Required actions
[1] Using the passage on Fabre's production, decide whether each statement agrees with it, answering yes or no and quoting the deciding words: (a) The production presents itself as an eight-hour work day. (b) Visitors have to stay for the whole day without leaving. (c) Twelve actions make up a Fabre theatre work day.
[2] Return every line of the entries that contains the word "brown".

Source
* begin *

This is theatre like it was to be expected and foreseen (Het is theaer zoals te verwachten en te voorzien was): this title immediately sounds like a programme. It confirms a genre (this is theatre) based on its tradition (to be expected). Present and past join forces here with a comparison (as), which only serves to underscore the applause. The title resembles a tautology: we herewith confirm that this is theatre, thus this is Theatre!
The title’s tautological structure (it is as it was) is essentially a double negation. This production is not theatre, and certainly not as was foreseen. What could have been expected was fiction, a group of actors playing a role, who borrowed their lines from someone else, and who pretend to think of these lines on the spot.Theatre as a lie, as a farce. As two hours of a fictional break in the maelstrom that is life. Fabre’s production is at odds with the normal genre divisions. It is more work than play, more reality than fiction, more experienced time rather than time represented, more real space rather than a representation of a place. With the highly affirmative title, This is theatre…, Fabre succeeds in creating a universe that shakes theatre to its core, and which manages to skilfully and definitively tear down any potential definitions that might have still been standing, much like an earthquake. This is theatre…presents itself as an eight-hour work day, in which a set of characters repeat a number of actions and thus work up a sweat until they are exhausted and leave the shop floor once again. These theatre workers have assembled a number of components during this eight-hour period: they have emptied bags of sands, have licked yoghurt from the floor, tried to see who could dress or undress the fastest, covered themselves in shaving foam and washed it off again, etc. Eighteen actions, which make up a Fabre theatre work day. The visitors, on the other hand, resemble a group of tourists, who eye the events with a certain sense of amazement and disbelief. Should they feel like it, they can take a break at the bar and subsequently return. They are free to make it through the day as they want to, in their own way.

* end *

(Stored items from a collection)

* begin *

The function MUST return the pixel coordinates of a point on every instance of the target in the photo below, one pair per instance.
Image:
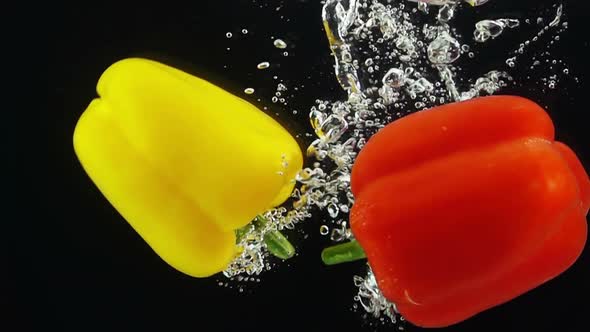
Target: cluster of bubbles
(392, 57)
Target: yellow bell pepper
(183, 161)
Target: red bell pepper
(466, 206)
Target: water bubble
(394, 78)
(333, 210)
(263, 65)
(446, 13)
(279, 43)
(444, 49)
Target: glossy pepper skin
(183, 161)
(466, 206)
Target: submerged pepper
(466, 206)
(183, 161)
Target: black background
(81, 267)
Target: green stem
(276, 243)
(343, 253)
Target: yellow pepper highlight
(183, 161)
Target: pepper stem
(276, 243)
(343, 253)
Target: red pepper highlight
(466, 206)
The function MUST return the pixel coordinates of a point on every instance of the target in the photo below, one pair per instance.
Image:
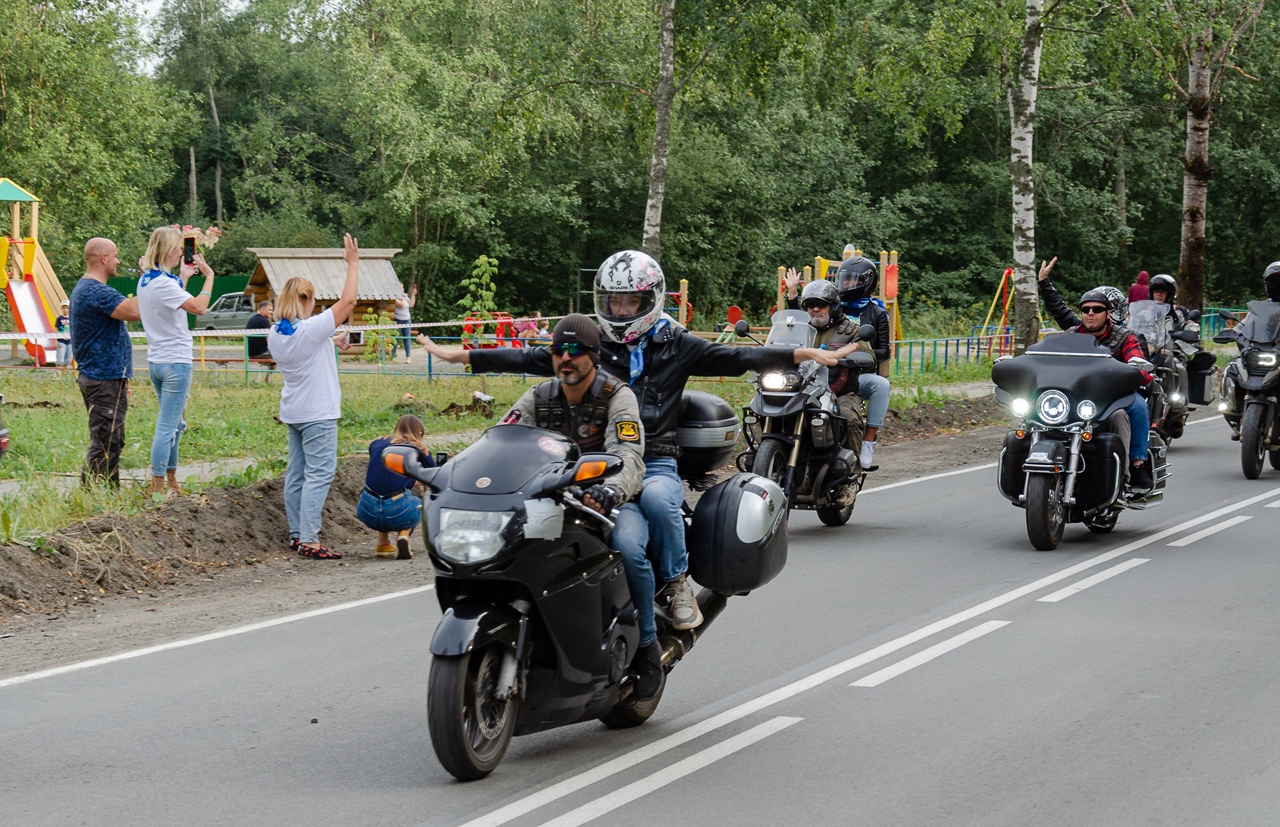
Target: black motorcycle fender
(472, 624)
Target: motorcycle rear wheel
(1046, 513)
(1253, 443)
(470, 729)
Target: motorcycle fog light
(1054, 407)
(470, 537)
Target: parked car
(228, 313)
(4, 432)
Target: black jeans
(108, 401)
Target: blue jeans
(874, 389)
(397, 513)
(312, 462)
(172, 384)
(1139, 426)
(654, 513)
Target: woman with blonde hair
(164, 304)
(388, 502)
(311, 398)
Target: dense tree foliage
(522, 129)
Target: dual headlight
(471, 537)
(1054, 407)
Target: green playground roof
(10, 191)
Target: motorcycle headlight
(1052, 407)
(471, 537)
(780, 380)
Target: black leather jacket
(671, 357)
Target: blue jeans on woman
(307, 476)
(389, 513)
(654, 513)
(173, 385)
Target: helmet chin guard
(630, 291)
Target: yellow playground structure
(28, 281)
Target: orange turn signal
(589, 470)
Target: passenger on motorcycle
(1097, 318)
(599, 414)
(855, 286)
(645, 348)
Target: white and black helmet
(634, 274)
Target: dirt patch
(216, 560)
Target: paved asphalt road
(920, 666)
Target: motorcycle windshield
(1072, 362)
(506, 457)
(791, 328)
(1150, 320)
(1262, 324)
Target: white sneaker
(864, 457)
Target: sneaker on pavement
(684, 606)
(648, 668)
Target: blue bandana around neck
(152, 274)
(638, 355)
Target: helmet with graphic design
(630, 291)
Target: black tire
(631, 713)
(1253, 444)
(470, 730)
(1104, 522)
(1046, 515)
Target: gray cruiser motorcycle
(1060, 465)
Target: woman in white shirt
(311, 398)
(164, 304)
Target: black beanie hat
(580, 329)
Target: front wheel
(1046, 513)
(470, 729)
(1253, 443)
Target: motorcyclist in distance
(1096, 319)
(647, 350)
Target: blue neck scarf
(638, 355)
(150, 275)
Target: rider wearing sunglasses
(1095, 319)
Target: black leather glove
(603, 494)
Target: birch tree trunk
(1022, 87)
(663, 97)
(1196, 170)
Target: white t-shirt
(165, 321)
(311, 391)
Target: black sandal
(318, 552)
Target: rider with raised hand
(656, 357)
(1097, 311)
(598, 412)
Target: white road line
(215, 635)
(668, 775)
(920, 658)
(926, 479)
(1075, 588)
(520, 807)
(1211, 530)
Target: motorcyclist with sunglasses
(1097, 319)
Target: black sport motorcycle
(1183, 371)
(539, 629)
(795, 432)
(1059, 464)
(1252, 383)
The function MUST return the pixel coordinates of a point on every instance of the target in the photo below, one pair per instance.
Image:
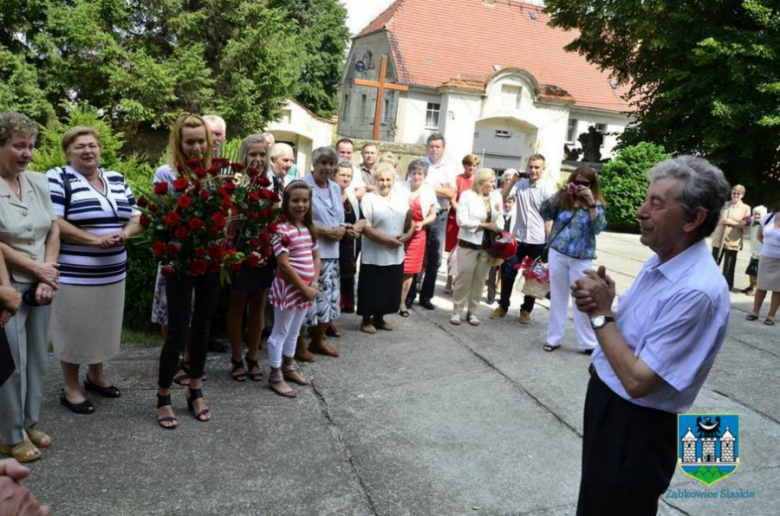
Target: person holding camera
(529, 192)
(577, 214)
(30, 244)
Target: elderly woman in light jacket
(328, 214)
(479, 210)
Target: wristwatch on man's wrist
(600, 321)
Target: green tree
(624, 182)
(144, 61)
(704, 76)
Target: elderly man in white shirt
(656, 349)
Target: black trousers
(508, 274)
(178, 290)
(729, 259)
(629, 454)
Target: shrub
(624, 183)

* end *
* begin *

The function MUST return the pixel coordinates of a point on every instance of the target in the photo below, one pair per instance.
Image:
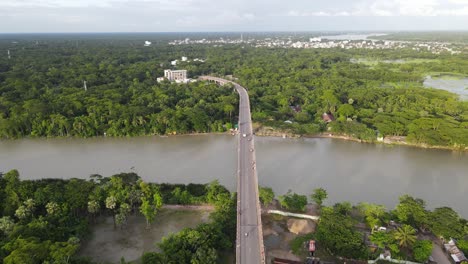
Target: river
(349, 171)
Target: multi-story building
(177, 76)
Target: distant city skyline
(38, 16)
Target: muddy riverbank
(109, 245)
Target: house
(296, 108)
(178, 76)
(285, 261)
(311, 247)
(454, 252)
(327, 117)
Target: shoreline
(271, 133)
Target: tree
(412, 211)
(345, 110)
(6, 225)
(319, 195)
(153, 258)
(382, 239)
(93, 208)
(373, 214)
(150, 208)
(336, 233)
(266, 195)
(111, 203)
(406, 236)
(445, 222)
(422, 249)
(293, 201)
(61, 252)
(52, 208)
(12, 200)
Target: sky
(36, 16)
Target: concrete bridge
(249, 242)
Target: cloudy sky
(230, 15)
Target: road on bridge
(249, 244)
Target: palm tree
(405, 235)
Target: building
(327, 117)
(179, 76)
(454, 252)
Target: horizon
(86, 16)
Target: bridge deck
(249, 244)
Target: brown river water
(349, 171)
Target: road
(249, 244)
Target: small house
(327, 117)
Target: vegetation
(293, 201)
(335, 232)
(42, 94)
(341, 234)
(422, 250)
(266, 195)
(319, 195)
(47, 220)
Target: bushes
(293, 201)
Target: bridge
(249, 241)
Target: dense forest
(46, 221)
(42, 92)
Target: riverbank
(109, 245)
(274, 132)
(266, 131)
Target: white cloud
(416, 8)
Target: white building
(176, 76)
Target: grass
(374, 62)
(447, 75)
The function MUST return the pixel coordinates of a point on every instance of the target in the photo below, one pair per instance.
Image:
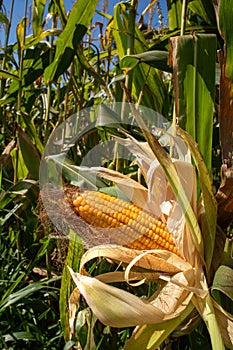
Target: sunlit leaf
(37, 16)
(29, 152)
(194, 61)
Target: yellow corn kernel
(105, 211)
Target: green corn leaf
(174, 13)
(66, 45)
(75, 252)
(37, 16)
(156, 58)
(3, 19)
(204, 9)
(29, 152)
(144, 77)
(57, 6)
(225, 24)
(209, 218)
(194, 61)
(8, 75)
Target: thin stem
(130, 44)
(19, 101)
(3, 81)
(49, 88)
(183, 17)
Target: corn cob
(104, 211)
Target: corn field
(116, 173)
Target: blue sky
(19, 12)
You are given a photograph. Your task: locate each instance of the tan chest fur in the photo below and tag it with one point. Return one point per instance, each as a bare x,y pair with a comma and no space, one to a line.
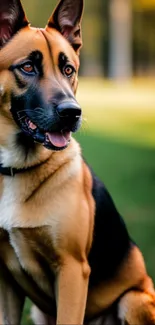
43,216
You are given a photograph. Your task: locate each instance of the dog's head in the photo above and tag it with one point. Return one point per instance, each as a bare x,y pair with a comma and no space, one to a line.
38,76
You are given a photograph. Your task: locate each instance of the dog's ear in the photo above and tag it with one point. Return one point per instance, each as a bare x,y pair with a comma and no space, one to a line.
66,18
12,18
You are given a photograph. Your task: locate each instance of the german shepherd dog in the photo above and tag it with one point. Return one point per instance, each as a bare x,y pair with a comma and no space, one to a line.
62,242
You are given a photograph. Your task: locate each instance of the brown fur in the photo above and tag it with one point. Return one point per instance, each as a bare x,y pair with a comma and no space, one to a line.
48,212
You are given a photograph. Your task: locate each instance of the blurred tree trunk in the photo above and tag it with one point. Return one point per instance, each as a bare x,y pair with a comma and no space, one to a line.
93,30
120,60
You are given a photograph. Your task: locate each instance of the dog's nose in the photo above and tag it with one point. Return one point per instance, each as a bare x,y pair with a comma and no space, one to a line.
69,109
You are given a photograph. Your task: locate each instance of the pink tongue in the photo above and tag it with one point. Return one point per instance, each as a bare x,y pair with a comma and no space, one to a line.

* end *

Written responses
[1]
(a) Yes: "This is theatre…presents itself as an eight-hour work day"
(b) No: "Should they feel like it, they can take a break at the bar and subsequently return."
(c) No: "Eighteen actions, which make up a Fabre theatre work day."

[2]
Target: brown river water
You are given a photograph. Your task: locate each instance of the brown fur in the photo above and tag it with one point. Return one point per instance, each as a bare x,y pair with a comma and no space, one to a line.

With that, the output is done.